Segment Start: THE INPUT

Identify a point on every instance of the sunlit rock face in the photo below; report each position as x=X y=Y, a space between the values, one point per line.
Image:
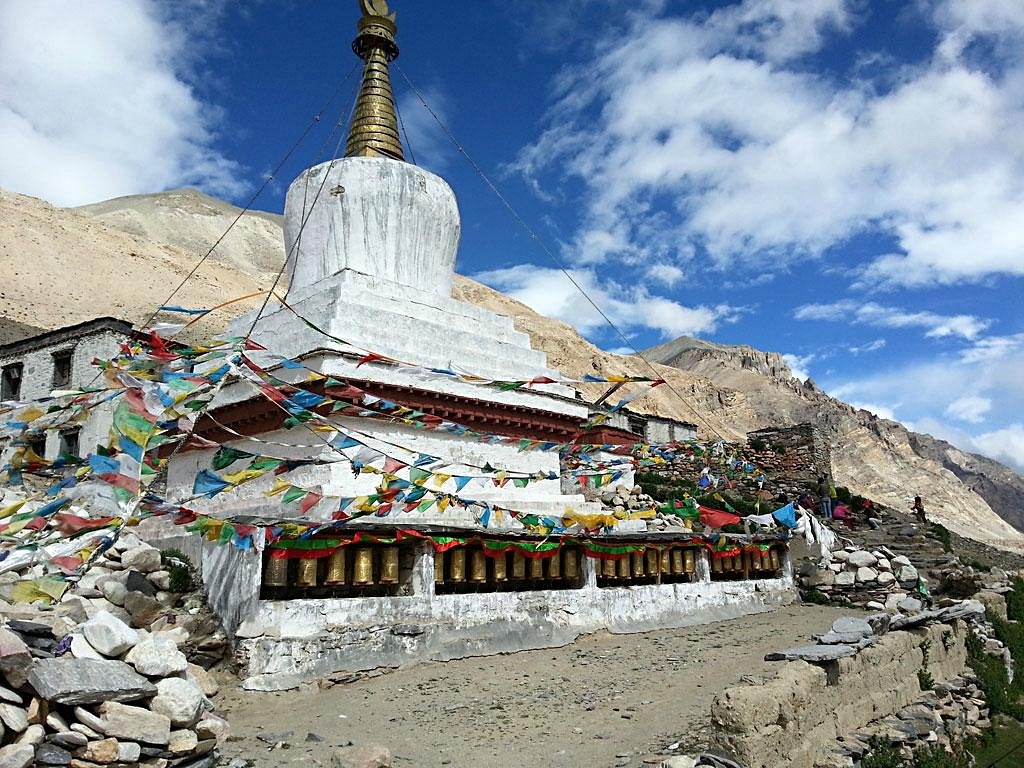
x=376 y=216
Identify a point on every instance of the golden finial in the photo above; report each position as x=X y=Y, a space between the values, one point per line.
x=375 y=127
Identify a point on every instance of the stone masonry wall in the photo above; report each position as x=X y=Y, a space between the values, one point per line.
x=794 y=719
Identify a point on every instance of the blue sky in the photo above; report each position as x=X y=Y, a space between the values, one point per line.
x=839 y=180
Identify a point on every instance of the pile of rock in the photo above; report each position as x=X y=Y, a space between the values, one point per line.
x=623 y=501
x=949 y=713
x=877 y=580
x=102 y=677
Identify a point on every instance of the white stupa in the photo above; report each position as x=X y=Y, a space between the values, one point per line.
x=372 y=243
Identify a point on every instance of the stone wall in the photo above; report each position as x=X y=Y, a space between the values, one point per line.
x=793 y=459
x=795 y=718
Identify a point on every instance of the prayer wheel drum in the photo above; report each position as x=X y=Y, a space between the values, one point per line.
x=306 y=572
x=457 y=565
x=555 y=565
x=518 y=565
x=335 y=568
x=690 y=561
x=501 y=567
x=275 y=572
x=652 y=561
x=638 y=563
x=625 y=567
x=677 y=561
x=535 y=568
x=363 y=571
x=570 y=564
x=438 y=567
x=477 y=566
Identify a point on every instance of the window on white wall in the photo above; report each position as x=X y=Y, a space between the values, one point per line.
x=10 y=381
x=61 y=368
x=70 y=442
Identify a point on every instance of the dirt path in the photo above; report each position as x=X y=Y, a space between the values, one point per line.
x=604 y=700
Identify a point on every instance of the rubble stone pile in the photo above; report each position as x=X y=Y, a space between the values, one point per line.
x=103 y=677
x=877 y=580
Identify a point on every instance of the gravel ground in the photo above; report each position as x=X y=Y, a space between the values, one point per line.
x=604 y=700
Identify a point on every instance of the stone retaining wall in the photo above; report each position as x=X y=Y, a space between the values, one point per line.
x=795 y=719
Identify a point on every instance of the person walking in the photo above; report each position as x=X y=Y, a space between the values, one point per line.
x=919 y=509
x=823 y=486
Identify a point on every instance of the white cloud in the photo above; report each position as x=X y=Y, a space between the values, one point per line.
x=1005 y=444
x=870 y=313
x=549 y=292
x=714 y=123
x=969 y=408
x=871 y=346
x=669 y=274
x=798 y=365
x=94 y=102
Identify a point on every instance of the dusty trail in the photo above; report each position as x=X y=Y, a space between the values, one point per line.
x=604 y=700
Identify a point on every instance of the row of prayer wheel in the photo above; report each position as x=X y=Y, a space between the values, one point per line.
x=768 y=560
x=470 y=565
x=348 y=566
x=650 y=563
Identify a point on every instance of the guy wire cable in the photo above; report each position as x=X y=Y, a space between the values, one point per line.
x=315 y=119
x=536 y=238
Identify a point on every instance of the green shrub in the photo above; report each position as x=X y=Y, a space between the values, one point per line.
x=940 y=532
x=180 y=568
x=881 y=754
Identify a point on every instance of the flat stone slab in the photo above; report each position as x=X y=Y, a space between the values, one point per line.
x=812 y=653
x=81 y=681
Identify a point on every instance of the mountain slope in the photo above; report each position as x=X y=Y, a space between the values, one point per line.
x=64 y=266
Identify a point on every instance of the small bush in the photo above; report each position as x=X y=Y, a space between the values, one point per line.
x=881 y=754
x=940 y=532
x=180 y=568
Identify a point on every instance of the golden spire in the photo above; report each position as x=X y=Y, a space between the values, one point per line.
x=375 y=128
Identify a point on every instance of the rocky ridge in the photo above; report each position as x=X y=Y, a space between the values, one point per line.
x=727 y=391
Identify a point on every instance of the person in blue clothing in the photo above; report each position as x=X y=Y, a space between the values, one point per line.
x=823 y=493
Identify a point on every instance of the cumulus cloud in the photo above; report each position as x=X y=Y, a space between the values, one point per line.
x=870 y=313
x=94 y=102
x=713 y=123
x=550 y=293
x=798 y=365
x=969 y=408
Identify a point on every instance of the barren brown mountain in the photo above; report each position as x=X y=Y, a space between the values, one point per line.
x=123 y=257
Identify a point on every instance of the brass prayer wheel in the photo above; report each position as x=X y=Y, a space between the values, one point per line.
x=501 y=567
x=608 y=568
x=555 y=565
x=389 y=565
x=536 y=568
x=518 y=565
x=571 y=564
x=335 y=568
x=638 y=563
x=690 y=560
x=363 y=573
x=275 y=572
x=652 y=561
x=457 y=564
x=626 y=567
x=677 y=561
x=477 y=566
x=306 y=572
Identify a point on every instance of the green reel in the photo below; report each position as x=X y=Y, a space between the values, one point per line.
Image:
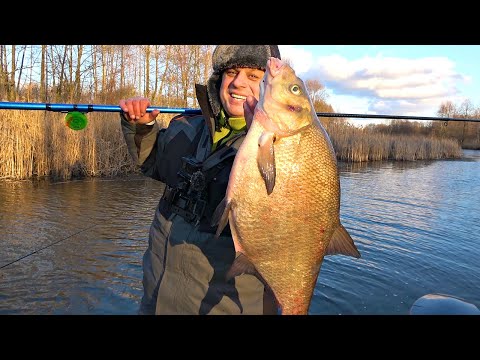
x=76 y=120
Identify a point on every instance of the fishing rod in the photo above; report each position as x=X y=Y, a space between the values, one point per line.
x=76 y=119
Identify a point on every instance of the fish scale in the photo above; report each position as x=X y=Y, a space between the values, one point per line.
x=285 y=234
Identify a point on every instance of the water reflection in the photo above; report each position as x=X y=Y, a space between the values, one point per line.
x=76 y=247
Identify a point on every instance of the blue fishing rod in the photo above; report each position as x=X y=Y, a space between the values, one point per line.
x=77 y=120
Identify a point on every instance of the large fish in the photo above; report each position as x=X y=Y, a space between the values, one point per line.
x=283 y=195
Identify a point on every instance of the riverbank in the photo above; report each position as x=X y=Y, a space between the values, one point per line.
x=39 y=145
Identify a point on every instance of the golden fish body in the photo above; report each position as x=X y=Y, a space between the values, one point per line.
x=283 y=196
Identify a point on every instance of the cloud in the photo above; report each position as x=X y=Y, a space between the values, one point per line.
x=388 y=85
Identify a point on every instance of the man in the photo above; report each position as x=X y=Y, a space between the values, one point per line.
x=184 y=266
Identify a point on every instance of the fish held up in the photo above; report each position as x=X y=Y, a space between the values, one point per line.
x=283 y=197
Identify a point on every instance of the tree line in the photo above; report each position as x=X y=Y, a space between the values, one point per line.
x=165 y=74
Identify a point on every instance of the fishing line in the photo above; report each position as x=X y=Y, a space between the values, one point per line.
x=45 y=247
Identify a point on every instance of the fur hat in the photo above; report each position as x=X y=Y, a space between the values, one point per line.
x=229 y=56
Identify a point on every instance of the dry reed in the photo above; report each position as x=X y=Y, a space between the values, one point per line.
x=37 y=144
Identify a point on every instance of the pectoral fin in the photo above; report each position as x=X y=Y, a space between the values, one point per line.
x=266 y=159
x=220 y=216
x=342 y=243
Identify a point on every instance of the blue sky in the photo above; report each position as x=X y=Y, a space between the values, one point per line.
x=390 y=79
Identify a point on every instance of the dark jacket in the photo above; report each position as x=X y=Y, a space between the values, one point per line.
x=184 y=265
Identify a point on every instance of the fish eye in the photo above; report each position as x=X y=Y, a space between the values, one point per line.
x=295 y=89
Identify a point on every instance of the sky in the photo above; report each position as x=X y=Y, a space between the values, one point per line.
x=390 y=79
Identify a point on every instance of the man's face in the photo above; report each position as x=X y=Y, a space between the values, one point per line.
x=237 y=84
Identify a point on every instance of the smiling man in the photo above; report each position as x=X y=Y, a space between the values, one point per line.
x=184 y=266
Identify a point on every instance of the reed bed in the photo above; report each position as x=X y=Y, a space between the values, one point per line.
x=354 y=144
x=37 y=144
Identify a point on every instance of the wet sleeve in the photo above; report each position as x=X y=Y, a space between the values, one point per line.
x=140 y=139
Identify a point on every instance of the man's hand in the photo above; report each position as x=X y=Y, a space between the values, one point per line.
x=135 y=110
x=248 y=108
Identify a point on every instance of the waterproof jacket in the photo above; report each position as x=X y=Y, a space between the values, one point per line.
x=184 y=266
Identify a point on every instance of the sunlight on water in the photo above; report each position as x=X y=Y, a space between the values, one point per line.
x=76 y=247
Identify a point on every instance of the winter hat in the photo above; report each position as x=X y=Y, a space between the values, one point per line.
x=229 y=56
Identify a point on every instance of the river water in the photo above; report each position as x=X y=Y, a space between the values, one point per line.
x=76 y=247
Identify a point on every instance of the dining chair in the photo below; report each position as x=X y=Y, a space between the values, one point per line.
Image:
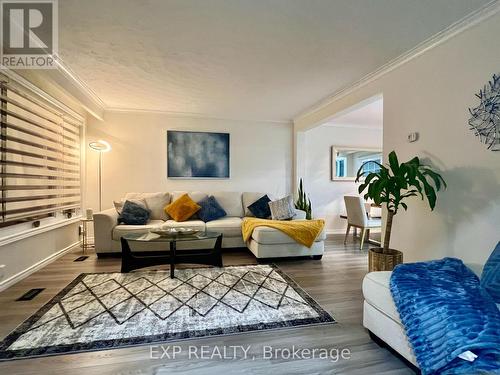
x=357 y=217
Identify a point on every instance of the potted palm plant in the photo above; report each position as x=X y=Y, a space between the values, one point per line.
x=392 y=185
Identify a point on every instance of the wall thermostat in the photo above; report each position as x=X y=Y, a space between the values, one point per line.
x=413 y=137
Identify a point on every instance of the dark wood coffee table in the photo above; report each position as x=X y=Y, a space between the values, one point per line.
x=132 y=260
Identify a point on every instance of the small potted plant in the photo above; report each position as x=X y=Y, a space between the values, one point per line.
x=392 y=185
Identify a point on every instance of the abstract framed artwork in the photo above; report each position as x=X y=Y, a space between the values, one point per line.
x=485 y=117
x=192 y=155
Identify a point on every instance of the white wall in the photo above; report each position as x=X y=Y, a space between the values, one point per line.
x=431 y=94
x=261 y=155
x=327 y=196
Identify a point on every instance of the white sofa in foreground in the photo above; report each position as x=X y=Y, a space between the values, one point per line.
x=381 y=317
x=265 y=242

Segment End: THE INPUT

**PROBLEM DETAILS:**
Report the number of lines in these entries that hold the word "below". Add nothing else.

**ANSWER TO THIS PROBLEM:**
3